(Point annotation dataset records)
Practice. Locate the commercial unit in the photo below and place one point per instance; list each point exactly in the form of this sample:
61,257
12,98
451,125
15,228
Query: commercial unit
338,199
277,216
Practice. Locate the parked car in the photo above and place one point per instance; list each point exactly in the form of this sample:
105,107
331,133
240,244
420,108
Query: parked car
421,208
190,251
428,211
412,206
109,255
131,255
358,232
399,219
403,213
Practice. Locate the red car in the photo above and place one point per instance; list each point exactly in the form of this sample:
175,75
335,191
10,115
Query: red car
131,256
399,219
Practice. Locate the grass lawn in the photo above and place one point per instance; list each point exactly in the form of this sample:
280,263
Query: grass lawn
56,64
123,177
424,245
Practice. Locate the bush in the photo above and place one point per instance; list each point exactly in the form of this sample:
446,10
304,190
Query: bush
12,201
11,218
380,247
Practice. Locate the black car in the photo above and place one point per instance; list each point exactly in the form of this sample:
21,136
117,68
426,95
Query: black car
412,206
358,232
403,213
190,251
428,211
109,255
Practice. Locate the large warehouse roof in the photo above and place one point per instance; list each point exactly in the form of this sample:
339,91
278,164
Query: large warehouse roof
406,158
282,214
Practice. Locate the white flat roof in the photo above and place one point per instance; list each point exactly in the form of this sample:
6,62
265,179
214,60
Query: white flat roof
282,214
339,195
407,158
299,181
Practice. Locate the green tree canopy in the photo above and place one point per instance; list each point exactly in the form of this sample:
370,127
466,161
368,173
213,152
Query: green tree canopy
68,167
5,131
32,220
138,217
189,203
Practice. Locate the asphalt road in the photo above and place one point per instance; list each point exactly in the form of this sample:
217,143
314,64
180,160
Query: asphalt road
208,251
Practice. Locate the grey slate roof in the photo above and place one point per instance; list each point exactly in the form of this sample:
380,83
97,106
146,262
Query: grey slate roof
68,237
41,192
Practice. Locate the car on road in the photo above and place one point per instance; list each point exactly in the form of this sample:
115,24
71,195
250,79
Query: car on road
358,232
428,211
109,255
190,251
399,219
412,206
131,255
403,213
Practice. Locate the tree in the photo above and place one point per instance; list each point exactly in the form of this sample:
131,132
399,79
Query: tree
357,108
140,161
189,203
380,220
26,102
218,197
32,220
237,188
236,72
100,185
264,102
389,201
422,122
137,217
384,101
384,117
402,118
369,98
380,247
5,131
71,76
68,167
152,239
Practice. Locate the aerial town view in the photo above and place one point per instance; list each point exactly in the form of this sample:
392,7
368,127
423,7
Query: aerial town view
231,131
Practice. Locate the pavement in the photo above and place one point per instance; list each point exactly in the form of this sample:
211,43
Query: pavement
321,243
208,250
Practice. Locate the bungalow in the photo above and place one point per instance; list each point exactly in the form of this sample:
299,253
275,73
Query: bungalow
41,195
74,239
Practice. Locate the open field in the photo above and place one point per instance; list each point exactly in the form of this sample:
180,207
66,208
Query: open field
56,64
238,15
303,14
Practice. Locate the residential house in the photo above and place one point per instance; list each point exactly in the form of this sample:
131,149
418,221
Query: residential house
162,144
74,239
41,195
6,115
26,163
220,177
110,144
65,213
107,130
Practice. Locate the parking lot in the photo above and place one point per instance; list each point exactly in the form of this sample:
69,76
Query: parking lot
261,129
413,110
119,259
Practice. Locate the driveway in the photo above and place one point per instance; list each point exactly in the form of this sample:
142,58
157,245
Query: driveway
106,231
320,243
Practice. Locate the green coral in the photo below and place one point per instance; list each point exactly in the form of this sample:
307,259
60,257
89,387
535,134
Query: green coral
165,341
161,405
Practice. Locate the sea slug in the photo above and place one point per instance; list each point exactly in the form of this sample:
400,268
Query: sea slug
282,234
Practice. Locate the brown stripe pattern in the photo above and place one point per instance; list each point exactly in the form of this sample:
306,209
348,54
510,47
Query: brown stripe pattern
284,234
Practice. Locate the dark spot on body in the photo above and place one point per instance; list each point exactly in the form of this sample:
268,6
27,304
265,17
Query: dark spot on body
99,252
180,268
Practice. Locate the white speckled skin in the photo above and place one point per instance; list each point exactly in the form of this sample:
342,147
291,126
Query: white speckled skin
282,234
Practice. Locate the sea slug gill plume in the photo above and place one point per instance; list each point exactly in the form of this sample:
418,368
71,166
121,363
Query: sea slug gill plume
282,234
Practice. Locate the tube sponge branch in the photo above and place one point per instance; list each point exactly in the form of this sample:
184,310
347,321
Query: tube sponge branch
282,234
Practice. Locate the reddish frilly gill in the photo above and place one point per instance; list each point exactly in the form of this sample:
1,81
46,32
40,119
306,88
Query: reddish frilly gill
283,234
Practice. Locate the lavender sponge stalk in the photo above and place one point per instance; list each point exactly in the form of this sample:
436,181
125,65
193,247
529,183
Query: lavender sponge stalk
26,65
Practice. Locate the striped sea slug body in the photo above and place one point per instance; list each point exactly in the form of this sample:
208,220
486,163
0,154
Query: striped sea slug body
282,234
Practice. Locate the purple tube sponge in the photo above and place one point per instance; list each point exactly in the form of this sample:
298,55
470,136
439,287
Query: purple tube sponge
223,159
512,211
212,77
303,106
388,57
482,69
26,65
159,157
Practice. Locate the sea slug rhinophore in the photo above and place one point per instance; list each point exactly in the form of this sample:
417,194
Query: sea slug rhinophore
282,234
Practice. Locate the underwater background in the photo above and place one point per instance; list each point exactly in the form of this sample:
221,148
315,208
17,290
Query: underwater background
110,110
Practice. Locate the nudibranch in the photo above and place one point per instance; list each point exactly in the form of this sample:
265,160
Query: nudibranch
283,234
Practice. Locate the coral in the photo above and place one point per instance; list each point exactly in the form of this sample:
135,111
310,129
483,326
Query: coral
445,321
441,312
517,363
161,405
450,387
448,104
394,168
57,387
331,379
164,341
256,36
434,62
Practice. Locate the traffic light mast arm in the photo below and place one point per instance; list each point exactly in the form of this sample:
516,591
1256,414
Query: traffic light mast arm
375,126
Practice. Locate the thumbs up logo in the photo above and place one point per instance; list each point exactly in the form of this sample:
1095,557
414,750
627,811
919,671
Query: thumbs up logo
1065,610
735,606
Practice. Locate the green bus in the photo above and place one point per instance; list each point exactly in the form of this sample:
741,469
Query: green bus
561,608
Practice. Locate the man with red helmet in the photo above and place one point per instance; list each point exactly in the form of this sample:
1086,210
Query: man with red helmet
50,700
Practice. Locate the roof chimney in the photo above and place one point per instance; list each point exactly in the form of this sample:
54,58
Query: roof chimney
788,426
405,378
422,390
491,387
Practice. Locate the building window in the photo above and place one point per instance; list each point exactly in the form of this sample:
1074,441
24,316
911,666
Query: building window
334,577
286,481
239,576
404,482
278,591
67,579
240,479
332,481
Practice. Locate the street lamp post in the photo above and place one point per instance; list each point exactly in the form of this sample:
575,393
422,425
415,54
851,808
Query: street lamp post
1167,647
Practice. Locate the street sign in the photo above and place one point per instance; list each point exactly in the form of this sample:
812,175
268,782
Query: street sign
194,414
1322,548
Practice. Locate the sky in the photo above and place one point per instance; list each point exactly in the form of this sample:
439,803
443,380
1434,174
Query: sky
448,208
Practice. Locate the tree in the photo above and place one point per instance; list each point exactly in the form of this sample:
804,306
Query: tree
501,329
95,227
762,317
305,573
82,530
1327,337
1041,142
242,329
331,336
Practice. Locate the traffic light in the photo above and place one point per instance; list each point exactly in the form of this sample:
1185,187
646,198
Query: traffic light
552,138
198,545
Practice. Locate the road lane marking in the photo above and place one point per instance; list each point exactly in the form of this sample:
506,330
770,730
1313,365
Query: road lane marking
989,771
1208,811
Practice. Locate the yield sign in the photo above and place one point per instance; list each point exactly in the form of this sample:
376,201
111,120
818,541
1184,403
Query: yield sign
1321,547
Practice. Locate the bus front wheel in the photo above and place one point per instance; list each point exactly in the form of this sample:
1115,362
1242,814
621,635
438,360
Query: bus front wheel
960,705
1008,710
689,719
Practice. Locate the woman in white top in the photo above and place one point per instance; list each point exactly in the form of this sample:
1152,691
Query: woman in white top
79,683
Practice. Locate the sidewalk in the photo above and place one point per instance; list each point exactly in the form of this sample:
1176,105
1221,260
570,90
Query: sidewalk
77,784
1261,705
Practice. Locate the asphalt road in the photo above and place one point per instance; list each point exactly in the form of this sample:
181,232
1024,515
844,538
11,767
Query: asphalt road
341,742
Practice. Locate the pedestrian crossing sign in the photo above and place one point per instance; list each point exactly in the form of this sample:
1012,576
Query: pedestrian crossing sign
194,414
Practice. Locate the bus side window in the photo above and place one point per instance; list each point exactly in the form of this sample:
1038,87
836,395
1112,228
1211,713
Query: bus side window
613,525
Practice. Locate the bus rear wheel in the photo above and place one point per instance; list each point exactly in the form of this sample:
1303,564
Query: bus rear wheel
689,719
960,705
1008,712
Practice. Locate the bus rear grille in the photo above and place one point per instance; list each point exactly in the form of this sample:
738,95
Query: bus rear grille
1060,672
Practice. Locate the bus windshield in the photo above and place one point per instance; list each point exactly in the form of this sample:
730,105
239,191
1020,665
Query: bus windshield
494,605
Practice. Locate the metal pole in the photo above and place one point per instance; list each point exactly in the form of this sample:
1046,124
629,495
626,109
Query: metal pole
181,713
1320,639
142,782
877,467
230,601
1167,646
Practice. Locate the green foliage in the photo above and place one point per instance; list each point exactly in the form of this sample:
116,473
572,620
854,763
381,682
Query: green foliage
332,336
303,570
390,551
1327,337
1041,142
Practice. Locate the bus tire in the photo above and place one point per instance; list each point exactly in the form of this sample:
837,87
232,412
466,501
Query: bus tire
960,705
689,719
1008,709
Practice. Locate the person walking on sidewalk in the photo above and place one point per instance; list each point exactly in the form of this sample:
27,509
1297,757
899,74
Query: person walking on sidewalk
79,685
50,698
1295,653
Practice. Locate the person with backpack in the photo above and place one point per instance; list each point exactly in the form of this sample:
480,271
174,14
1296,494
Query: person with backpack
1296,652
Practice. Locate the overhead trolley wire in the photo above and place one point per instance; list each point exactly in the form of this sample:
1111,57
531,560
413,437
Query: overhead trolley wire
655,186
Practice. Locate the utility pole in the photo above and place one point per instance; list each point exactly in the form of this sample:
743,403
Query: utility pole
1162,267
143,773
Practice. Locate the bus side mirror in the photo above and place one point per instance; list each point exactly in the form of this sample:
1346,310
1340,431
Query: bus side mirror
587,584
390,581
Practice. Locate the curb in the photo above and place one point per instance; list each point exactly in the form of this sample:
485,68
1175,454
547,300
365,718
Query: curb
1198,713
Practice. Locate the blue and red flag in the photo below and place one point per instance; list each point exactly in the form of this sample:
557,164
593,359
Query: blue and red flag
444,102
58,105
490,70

Exercise description: Exactly as written, give the line containing "Practice. Locate the person with" and all remaining lines of the records.

The output:
Practice. Locate the person with backpack in the photo above and place one point per instance; list each point exactly in the form of this sample:
480,271
174,14
1296,494
Query: person with backpack
1296,652
Practice. Locate the overhead trolley wire in the photo above and place one point per instance; list each point exactly in the form of this sample:
1111,57
531,560
413,437
Query: overhead trolley wire
655,186
Practice. Locate the utility pole in the photo above and place one point per instance; list each point exactly in the form of this sample:
743,403
Query: utility pole
1162,267
143,773
Practice. Locate the bus side mirror in the photo above and place one point per instance; list each point exactly in the form of this sample:
1346,310
1340,431
Query: bus side mirror
587,584
390,581
Practice. Locate the curb in the photo above and place one point per instance; list each point exactly in the form of this sample:
485,68
1175,454
547,300
365,718
Query: curb
1198,713
Practice. Locate the blue and red flag in the photo below and place one point per instance; list each point exactly in the form of this sample:
557,164
593,359
Query: blue and red flag
444,102
58,105
490,70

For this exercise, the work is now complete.